**Objective**
Your task is to extract every entry that follows word for word while excluding the pictures.

___ Entries shown

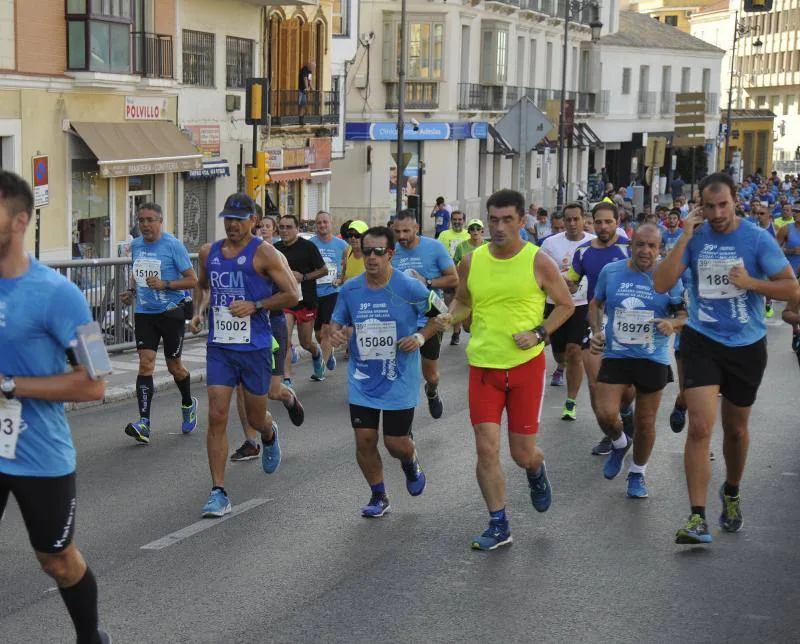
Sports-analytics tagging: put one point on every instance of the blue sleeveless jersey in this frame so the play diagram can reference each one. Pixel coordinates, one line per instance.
(236, 279)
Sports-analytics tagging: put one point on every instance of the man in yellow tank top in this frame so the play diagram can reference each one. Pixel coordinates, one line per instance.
(504, 285)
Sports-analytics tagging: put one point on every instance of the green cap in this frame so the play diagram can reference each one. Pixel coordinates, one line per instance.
(359, 226)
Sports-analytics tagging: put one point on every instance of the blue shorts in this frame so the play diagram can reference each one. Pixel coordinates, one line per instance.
(252, 369)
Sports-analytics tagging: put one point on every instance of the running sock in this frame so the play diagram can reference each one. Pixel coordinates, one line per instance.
(637, 469)
(81, 602)
(144, 394)
(731, 490)
(498, 516)
(185, 387)
(621, 442)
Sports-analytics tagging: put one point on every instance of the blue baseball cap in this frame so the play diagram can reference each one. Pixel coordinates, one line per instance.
(238, 206)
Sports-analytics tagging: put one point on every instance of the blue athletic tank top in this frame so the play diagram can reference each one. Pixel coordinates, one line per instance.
(236, 279)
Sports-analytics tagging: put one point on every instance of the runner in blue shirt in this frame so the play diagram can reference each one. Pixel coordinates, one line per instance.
(40, 312)
(635, 348)
(734, 265)
(430, 262)
(162, 273)
(383, 306)
(333, 252)
(243, 279)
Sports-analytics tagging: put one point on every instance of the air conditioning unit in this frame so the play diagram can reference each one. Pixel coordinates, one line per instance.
(233, 102)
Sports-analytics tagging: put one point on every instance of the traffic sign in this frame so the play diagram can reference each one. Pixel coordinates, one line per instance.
(41, 181)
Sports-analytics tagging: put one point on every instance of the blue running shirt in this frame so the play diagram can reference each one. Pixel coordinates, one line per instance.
(332, 252)
(632, 304)
(718, 309)
(39, 314)
(380, 375)
(166, 259)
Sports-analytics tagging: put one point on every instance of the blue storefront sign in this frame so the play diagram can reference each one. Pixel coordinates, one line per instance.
(427, 131)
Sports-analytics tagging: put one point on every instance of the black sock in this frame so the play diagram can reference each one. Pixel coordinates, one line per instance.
(731, 490)
(144, 394)
(185, 387)
(81, 602)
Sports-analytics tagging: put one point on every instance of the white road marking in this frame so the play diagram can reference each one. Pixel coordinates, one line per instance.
(200, 526)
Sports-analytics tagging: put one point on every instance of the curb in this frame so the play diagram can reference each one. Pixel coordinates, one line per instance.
(116, 394)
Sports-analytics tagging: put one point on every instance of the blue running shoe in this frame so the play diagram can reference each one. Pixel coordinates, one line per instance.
(541, 490)
(637, 488)
(496, 535)
(218, 504)
(415, 477)
(319, 368)
(271, 454)
(189, 417)
(139, 431)
(694, 532)
(677, 420)
(378, 506)
(614, 461)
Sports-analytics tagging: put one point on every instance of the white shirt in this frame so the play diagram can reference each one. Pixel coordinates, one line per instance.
(561, 249)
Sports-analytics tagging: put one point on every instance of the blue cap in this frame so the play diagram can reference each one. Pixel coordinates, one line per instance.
(238, 206)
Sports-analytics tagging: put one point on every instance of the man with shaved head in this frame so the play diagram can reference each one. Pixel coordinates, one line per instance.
(635, 349)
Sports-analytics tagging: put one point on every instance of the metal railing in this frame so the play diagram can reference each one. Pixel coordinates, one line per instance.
(320, 107)
(419, 96)
(152, 55)
(647, 104)
(102, 282)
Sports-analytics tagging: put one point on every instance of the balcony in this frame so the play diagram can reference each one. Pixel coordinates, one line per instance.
(322, 108)
(647, 104)
(152, 55)
(419, 96)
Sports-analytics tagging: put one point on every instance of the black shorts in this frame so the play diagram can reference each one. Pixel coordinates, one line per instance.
(281, 335)
(646, 375)
(432, 348)
(47, 504)
(737, 371)
(150, 328)
(325, 306)
(572, 331)
(396, 422)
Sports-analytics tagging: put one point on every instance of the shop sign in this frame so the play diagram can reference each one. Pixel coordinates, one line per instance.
(151, 108)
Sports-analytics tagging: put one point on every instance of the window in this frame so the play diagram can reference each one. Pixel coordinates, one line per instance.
(341, 9)
(198, 58)
(238, 61)
(99, 35)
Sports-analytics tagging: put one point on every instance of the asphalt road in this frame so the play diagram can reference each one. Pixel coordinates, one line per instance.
(300, 564)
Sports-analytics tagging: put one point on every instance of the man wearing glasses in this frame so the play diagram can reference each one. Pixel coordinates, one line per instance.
(162, 273)
(383, 306)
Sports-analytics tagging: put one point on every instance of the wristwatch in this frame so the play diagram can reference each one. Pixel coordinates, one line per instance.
(8, 387)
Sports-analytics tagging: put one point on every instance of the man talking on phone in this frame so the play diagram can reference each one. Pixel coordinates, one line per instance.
(735, 265)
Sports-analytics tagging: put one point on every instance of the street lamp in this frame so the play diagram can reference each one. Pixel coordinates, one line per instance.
(739, 30)
(571, 9)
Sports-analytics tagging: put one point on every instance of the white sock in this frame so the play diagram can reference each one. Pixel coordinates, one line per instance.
(621, 442)
(637, 469)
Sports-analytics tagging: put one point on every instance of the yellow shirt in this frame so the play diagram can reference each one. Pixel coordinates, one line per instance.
(506, 299)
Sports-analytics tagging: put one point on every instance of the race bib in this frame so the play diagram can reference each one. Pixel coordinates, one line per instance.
(333, 272)
(376, 340)
(713, 282)
(144, 268)
(633, 327)
(10, 427)
(229, 329)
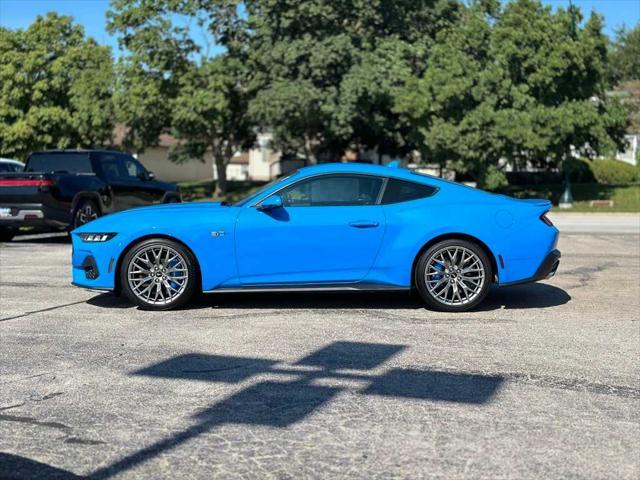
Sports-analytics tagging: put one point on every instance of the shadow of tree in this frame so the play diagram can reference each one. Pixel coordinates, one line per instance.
(279, 404)
(16, 467)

______

**Response to the exercise**
Sports-analytics tagging: put one point on every instance of the blue sleeveless jersey in this frame so the play diagram can reference each one. Pixel coordinates, one line per instance.
(236, 279)
Sports-analytics tagging: put one point on every instance of the man in yellow tank top in this frame so the play diagram can reference each one. Pixel coordinates, one line per instance.
(504, 285)
Sports-analytics tagging: put one point on every instance of the green cap in this frame so the play diagram can reference each one. Pixel coordinates, one line per instance.
(359, 226)
Sports-analytics tagging: put one point on every instance of the blue shorts in this frame so the play diagram can reference each one. Pixel coordinates, one line per instance.
(252, 369)
Sports-analytics tagging: put one point on every instance of the running sock in this frame so the play diagram can reference each one. Pixel coordinates, one line per instance.
(637, 469)
(81, 602)
(144, 394)
(731, 490)
(498, 516)
(185, 387)
(621, 442)
Sports-analytics tagging: put one point on every instance of the blue baseball cap in this frame so the play diagram can reference each one. Pixel coordinates, one line per instance.
(238, 206)
Sports-analytics tagging: put one point on every instance of the blue athletic tank top in this frame so the play diagram can reference each one. Pixel coordinates, one line per instance.
(236, 279)
Sports-analytics tagging: put one point on every instance of the runner in blue shirt in this frame so the play diagram can reference each one. Pixel coordinates, one line per instance.
(40, 312)
(635, 348)
(734, 265)
(430, 262)
(162, 273)
(383, 306)
(333, 252)
(243, 279)
Sports-analytics tagging: put one point on every instance of the air conditioning unit in this frame so the play diagram can reference each one. Pixel coordinates, one line per instance.
(233, 102)
Sports-analytics tagging: put one point on every instance of the traffic sign in this frame so the play diagram can reference each one. Pixel coordinates, one line per instance.
(41, 181)
Sports-analytics tagging: put one point on every instance of the blue running shirt in this frame so the play diagram can reference each one. Pixel coordinates, one line per instance.
(332, 252)
(632, 304)
(718, 309)
(39, 314)
(380, 375)
(166, 259)
Sports-analytics tagging: put one point on every instance of the blue storefront sign in this frame so the play diagram can reference each one. Pixel coordinates, one line per instance.
(427, 131)
Sports-analytics tagging: put one point on every instance of the black sock in this frame so the play diagram can reference each one. Pixel coordinates, one line per instance.
(731, 490)
(144, 394)
(185, 387)
(81, 602)
Sports-analytics tagging: put one point on every instance of the white road marking in this frame so the play diagram can reference each one. Pixel coordinates, one line per instance.
(200, 526)
Sports-analytics tagging: put one point on every instance of the curb in this frame so the play diagram can reference each one. Pixel coordinates, one line per instance.
(116, 394)
Sports-analytics tagging: put one point on every instance of the blue running shoe in this frame so the play diagram can reference each one. Pixel coordinates, one line per instance.
(541, 490)
(637, 488)
(496, 535)
(218, 504)
(415, 477)
(319, 368)
(271, 454)
(189, 417)
(139, 431)
(694, 532)
(677, 420)
(378, 506)
(614, 461)
Sports-analytics tagging: put one point on every instance of the white shirt in this frame so the play diagram can reference each one. Pixel coordinates, one line per instance.
(561, 249)
Sports-analytics tagging: put one point on every instance of the blue cap in this frame so the play diagram can reference each one. Pixel coordinates, one line per instance.
(238, 206)
Sports-analytics tagging: put one point on every instance of the man with shaved head in this frame so the play diagram can reference each one. Pixel coordinates, one line per instance.
(635, 349)
Sports-analytics tagging: put one point on every instance of the metal railing in this frame so the play diagram can reference each one. Pixel coordinates, one line per instance.
(320, 107)
(419, 96)
(152, 55)
(647, 104)
(102, 282)
Sports-analytics tagging: put one point on every instance of the balcony in this frame so the play diagram can reference each one. Pixel coordinates, one line per instance.
(322, 108)
(647, 104)
(152, 55)
(419, 96)
Sports-analytics tagging: put one point on every instance of the black shorts in this frame so the play diagram can reference each one. Pixel coordinates, one line per instance.
(281, 335)
(646, 375)
(432, 348)
(47, 504)
(737, 371)
(150, 328)
(325, 306)
(572, 331)
(396, 422)
Sports-analytics tagging: put one point on every instance of the shop sign in this frame so the play diagram can reference each one. Pixel coordinates, one line per instance.
(151, 108)
Sports-analytics tagging: put one point on every instance of the window in this frame so the play diagram can reference each one. Pixel coordinates, one line per instance.
(341, 9)
(198, 58)
(238, 61)
(99, 35)
Sports-analytics tagging: put one point on every instance of the asphalt road in this frame so the play diagram can reference each one. Pixel coordinates, one line per instance.
(300, 564)
Sports-analytics tagging: put one point on every instance of the man wearing glasses in this frame so the play diagram can reference each one. Pixel coordinates, one line per instance.
(162, 273)
(383, 306)
Sports-analytics tagging: put one point on every instance of the wristwatch in this frame so the play diagram can reference each one. Pixel coordinates, one line per instance.
(8, 387)
Sports-analytics tagging: put one point on every instance of the man talking on phone in this frame so the play diagram can reference each one. Pixel coordinates, one line per instance.
(735, 265)
Sports-analytics tagging: put one point on every instance of the street lamp in this frame so the play diagram can reference each one. Pixel coordinates, one line per instance.
(739, 30)
(571, 9)
Sports-analytics tagging: put one point on every instance of the white sock in this frame so the play diagram can reference each one. Pixel coordinates, one line per instance.
(621, 442)
(637, 469)
Sports-analytics tagging: put one point on every instance of the yellow shirt in this frame so the play diagram can reference each one. Pixel coordinates, one line per instance.
(506, 299)
Sports-analytics tagging: put one point on every instance of the race bib in this frame so the play diagram can reference each one. Pixel coordinates, one line per instance.
(333, 272)
(376, 340)
(713, 282)
(144, 268)
(633, 327)
(10, 427)
(229, 329)
Sports-analytics tagging: put one point on every instance of the shadow of tree in this frame so the play diagram can reference each one. Pixel coordinates, one line per instance.
(279, 404)
(16, 467)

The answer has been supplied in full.